== Статья

Виталий Милонов: “Я хотел бы вернуться в Петербург и стать священником”

Виталий Милонов опять прозвучал на всю Россию – потому что не проголосовал за повышение пенсионного возраста (Милонов просто не пришел на заседание Думы, что тоже досаточная смелость). C тех пор, как в 2016 году самый известный петербургский депутат   избрался в Думу и уехал в Москву, о нем стало мало слышно. «Город 812» забеспокоился о судьбе Виталия Валентиновича и расспросил, как ему живется вдали от родины. Узнал, что хотел бы он вернуться в Петербург и стать священником.

 – Вы уехали в Москву и пропали из новостей. Мы переживаем.

– Ложка кофе в рюмке и ложка кофе в ведре – это совсем разные вещи, хотя ложка одна и та же. Наполнить Москву собою так же, как Петербург, невозможно. Я не считаю число ссылок на себя в Интернете, но на самом деле моя медиаактивность возросла. Просто она ориентирована не на Петербург, а на всю страну. Я понимаю, что если буду заниматься чем-то очень активно здесь, это вызовет переживания у разных людей.

– У Вячеслава Макарова?

– Нет, мы с ним не пересекаемся и не вторгаемся в сферы друг друга. Я могу иметь свое мнение – но я не вмешиваюсь в городские дела, это нетактично. Нравится людям, они принимают его правила игры – значит, он им командир.

– А какие были яркие инициативы на федеральном уровне?

====
== Записи

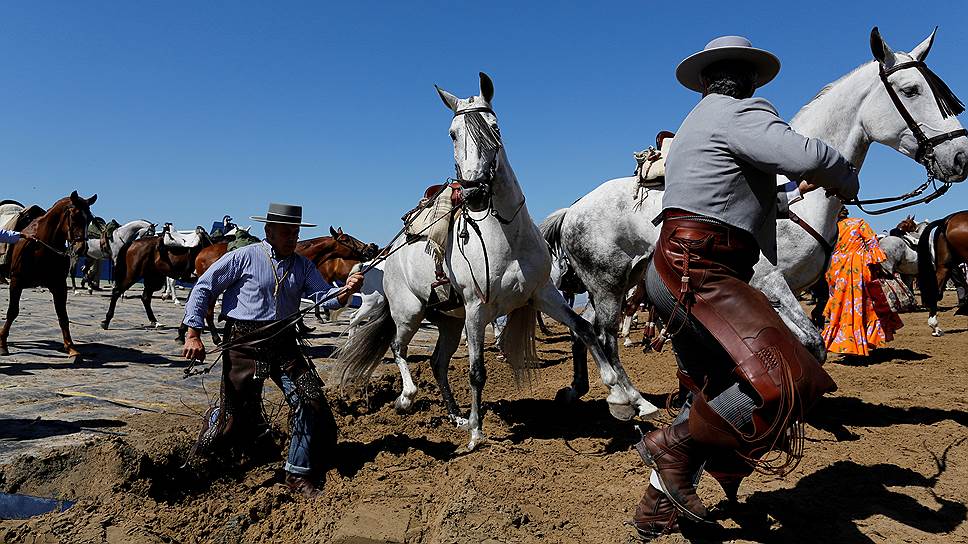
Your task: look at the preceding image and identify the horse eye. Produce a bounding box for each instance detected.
[901,85,921,98]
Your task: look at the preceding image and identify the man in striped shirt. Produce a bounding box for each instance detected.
[183,203,363,496]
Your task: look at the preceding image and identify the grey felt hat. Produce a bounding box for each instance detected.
[250,202,316,227]
[676,36,780,92]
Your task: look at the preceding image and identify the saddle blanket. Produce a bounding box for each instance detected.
[161,230,202,247]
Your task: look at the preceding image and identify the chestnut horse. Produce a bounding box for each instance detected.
[101,227,212,329]
[296,227,380,321]
[176,227,259,344]
[918,210,968,336]
[0,191,97,357]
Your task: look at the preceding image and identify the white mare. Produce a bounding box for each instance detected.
[71,219,156,293]
[338,73,657,450]
[542,28,968,394]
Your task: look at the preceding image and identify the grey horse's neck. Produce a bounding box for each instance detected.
[790,62,878,240]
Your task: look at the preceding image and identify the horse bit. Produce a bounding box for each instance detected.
[845,60,968,215]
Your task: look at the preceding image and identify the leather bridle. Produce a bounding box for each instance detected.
[845,60,968,215]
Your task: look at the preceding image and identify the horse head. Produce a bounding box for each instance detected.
[329,227,380,261]
[65,191,97,257]
[860,27,968,182]
[434,72,503,211]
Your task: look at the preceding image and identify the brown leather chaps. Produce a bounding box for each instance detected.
[653,211,836,474]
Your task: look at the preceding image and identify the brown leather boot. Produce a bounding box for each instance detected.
[632,485,679,540]
[286,472,323,499]
[635,421,709,521]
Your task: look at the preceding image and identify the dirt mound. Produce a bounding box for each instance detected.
[0,308,968,543]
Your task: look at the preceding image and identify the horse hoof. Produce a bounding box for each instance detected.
[467,433,484,452]
[639,399,659,419]
[393,395,413,413]
[608,402,637,421]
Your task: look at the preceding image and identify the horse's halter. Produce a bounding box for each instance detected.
[845,60,968,215]
[450,107,525,225]
[880,60,968,167]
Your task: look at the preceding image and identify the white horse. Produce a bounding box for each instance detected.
[71,219,156,293]
[338,73,657,450]
[542,28,968,392]
[878,221,929,288]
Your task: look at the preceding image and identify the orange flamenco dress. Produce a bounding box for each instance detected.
[822,217,902,356]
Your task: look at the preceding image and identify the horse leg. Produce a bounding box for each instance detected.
[618,315,635,347]
[464,310,488,451]
[48,284,81,357]
[141,278,161,327]
[534,283,659,421]
[0,281,23,355]
[430,316,467,429]
[928,262,951,336]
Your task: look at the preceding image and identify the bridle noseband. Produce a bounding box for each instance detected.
[844,60,968,215]
[880,60,968,167]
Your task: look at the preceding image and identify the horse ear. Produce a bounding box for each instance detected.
[871,26,895,68]
[480,72,494,104]
[911,27,938,61]
[434,85,457,112]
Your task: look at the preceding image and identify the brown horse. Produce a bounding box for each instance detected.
[918,210,968,336]
[176,229,259,344]
[0,191,97,357]
[101,227,212,329]
[296,227,380,321]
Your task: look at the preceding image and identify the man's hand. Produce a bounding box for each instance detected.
[346,272,363,294]
[182,327,205,362]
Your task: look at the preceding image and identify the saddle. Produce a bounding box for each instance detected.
[632,130,675,188]
[0,204,47,278]
[161,229,202,248]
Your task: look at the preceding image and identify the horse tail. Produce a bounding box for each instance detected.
[336,298,396,385]
[538,208,568,253]
[918,217,948,309]
[498,305,538,386]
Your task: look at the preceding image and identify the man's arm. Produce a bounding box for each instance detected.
[726,98,860,200]
[184,251,242,330]
[303,260,363,310]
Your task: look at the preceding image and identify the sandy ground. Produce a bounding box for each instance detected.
[0,282,968,544]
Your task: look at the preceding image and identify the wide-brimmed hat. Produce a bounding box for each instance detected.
[676,36,780,92]
[249,202,316,227]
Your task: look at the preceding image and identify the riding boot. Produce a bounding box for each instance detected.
[635,421,709,521]
[632,485,679,540]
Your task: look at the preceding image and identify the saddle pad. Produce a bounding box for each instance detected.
[161,231,202,247]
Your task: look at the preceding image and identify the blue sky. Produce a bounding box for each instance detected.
[0,0,968,243]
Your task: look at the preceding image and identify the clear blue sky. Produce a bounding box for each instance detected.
[0,0,968,243]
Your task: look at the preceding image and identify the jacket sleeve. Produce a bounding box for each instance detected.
[183,251,242,329]
[726,98,859,199]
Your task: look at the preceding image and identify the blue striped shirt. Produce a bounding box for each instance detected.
[0,229,23,244]
[185,241,341,329]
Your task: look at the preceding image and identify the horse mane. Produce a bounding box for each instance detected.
[791,61,877,122]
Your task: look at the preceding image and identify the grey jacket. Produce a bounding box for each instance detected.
[662,94,859,264]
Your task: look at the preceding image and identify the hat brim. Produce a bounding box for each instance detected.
[676,47,780,93]
[249,215,319,227]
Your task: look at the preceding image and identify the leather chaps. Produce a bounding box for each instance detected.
[653,210,836,475]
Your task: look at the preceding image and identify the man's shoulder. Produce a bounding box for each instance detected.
[732,96,779,116]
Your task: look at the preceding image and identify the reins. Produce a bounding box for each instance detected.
[844,60,968,215]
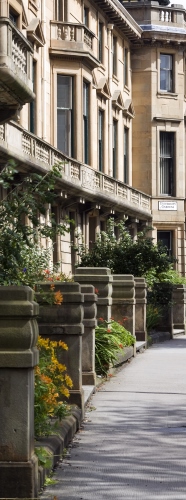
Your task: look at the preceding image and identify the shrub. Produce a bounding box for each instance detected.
[95,318,135,375]
[34,337,72,437]
[78,219,175,277]
[0,161,69,287]
[146,304,162,333]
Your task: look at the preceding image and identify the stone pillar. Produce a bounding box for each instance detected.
[0,286,39,499]
[172,284,186,332]
[81,285,97,385]
[75,267,113,321]
[112,274,136,336]
[37,281,84,414]
[134,278,147,342]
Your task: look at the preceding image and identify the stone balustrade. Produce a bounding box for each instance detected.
[75,267,113,321]
[172,284,186,333]
[51,21,95,50]
[81,285,97,386]
[112,274,136,336]
[134,278,147,342]
[0,123,151,217]
[36,281,84,416]
[0,286,39,499]
[0,17,35,123]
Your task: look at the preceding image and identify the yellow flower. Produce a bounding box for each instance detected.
[59,340,68,351]
[65,374,73,387]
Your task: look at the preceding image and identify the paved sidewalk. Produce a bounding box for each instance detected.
[41,336,186,500]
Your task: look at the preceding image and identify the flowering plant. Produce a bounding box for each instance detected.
[34,337,73,436]
[95,318,135,375]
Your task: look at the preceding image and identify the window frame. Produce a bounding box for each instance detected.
[112,119,118,179]
[112,35,117,76]
[98,108,105,172]
[123,125,129,184]
[123,47,129,87]
[83,5,89,28]
[55,0,67,22]
[157,229,174,256]
[28,59,37,134]
[98,20,104,64]
[159,130,176,196]
[83,80,90,165]
[159,51,175,94]
[56,73,74,156]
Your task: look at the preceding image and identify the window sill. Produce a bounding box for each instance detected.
[99,62,106,71]
[157,90,178,99]
[112,75,119,85]
[123,85,130,94]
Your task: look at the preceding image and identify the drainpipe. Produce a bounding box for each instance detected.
[41,0,47,141]
[107,24,114,177]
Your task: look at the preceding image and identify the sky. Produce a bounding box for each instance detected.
[177,0,186,9]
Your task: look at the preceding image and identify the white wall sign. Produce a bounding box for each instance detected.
[158,201,178,210]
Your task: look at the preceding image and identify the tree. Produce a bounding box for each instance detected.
[0,161,68,286]
[78,219,175,277]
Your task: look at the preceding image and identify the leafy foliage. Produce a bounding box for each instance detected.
[78,219,172,277]
[0,161,69,286]
[95,318,135,375]
[34,337,72,437]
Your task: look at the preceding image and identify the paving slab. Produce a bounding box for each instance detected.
[41,336,186,500]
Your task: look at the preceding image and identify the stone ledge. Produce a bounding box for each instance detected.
[147,332,172,347]
[35,407,82,492]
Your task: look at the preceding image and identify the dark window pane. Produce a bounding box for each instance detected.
[160,54,173,92]
[57,75,72,155]
[160,132,174,196]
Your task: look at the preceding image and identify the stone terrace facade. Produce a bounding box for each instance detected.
[0,0,186,274]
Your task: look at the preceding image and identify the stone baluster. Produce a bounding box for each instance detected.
[70,26,75,42]
[172,284,186,333]
[36,281,84,416]
[81,285,97,385]
[64,26,68,40]
[134,278,147,342]
[0,286,39,499]
[75,267,113,321]
[112,274,136,336]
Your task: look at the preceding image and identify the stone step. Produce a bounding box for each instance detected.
[135,340,147,352]
[172,328,185,335]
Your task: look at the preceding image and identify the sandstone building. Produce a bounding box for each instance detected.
[0,0,186,274]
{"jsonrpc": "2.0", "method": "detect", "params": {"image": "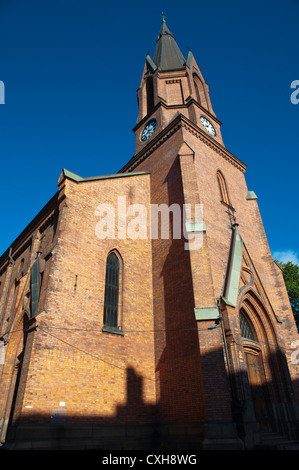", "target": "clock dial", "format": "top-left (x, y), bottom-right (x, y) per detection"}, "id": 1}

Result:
top-left (200, 116), bottom-right (216, 136)
top-left (141, 119), bottom-right (157, 142)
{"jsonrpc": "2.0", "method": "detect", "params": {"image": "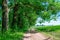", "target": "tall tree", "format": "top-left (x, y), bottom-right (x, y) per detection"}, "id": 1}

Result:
top-left (2, 0), bottom-right (9, 32)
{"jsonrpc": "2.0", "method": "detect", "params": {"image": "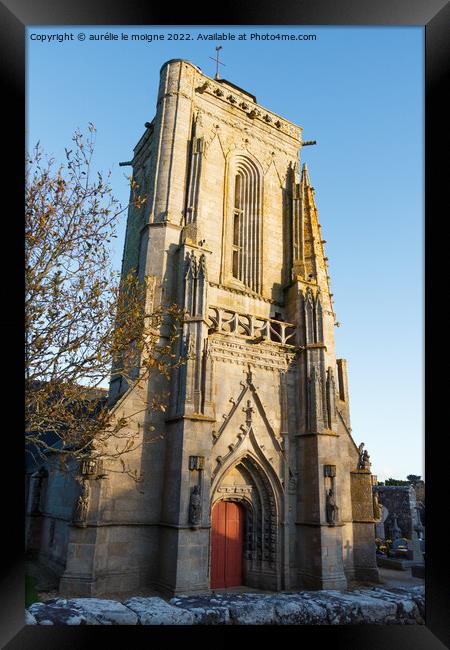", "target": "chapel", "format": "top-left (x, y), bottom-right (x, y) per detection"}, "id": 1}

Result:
top-left (26, 59), bottom-right (378, 596)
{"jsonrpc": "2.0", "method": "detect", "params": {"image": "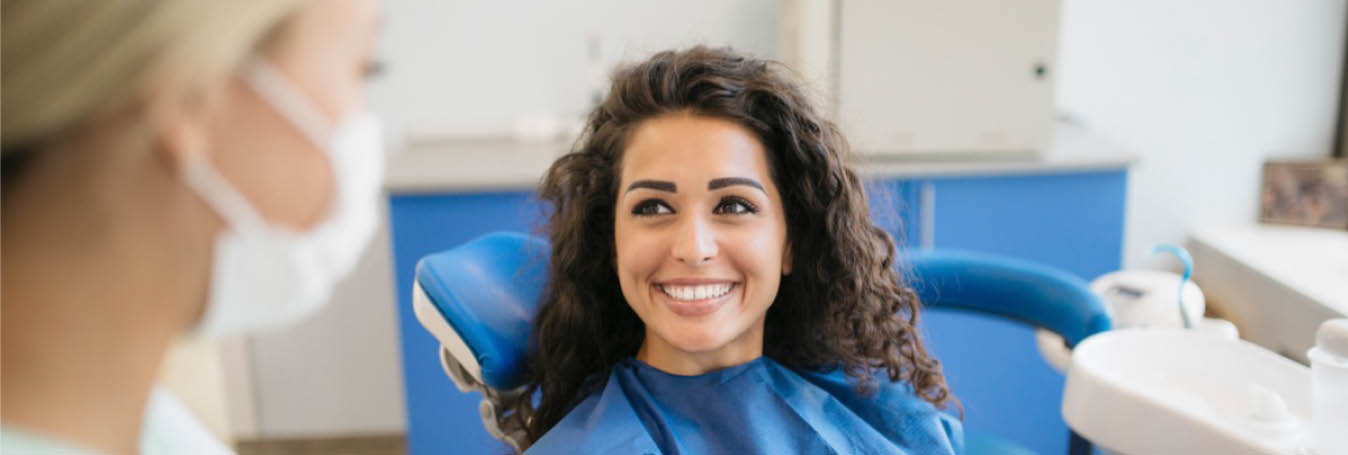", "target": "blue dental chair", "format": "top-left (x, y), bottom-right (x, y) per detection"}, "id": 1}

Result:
top-left (412, 233), bottom-right (1111, 455)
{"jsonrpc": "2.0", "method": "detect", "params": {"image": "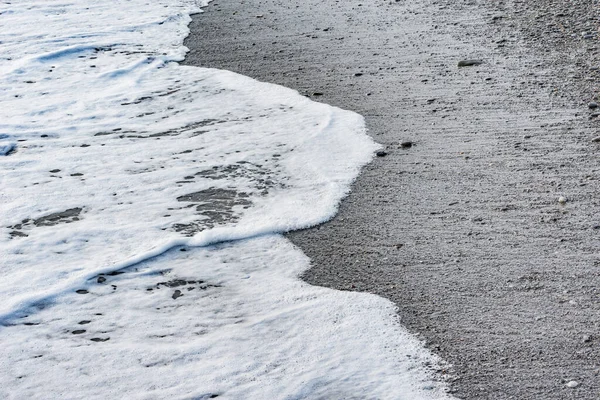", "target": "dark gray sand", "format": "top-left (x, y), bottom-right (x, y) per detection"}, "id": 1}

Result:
top-left (186, 0), bottom-right (600, 399)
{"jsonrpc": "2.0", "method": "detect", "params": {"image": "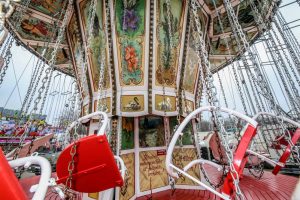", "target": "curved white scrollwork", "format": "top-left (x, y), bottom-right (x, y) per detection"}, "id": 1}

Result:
top-left (166, 106), bottom-right (258, 199)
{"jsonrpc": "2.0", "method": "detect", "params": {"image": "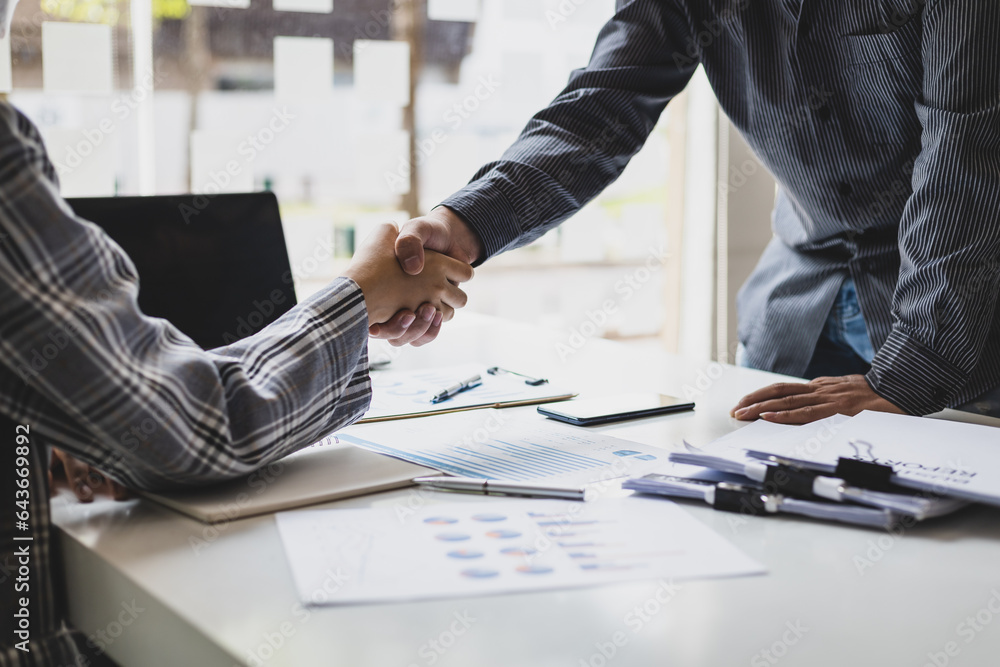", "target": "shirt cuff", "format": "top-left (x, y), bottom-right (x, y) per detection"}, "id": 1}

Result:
top-left (866, 327), bottom-right (968, 415)
top-left (438, 178), bottom-right (525, 266)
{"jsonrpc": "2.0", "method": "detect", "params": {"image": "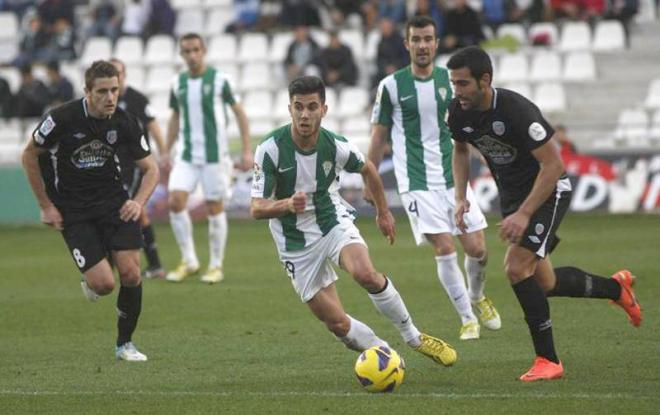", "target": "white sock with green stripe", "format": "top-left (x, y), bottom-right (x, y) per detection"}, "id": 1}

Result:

====

Ответьте на вопросы по статье о Виталии Милонове:
1. В каком году Милонов избрался в Думу?
2. Кем Милонов хотел бы стать, вернувшись в Петербург?
3. С кем, по словам Милонова, он не пересекается и не вторгается в сферы друг друга?

→ **Ответ**
1. В 2016 году.
2. Священником.
3. С Вячеславом Макаровым.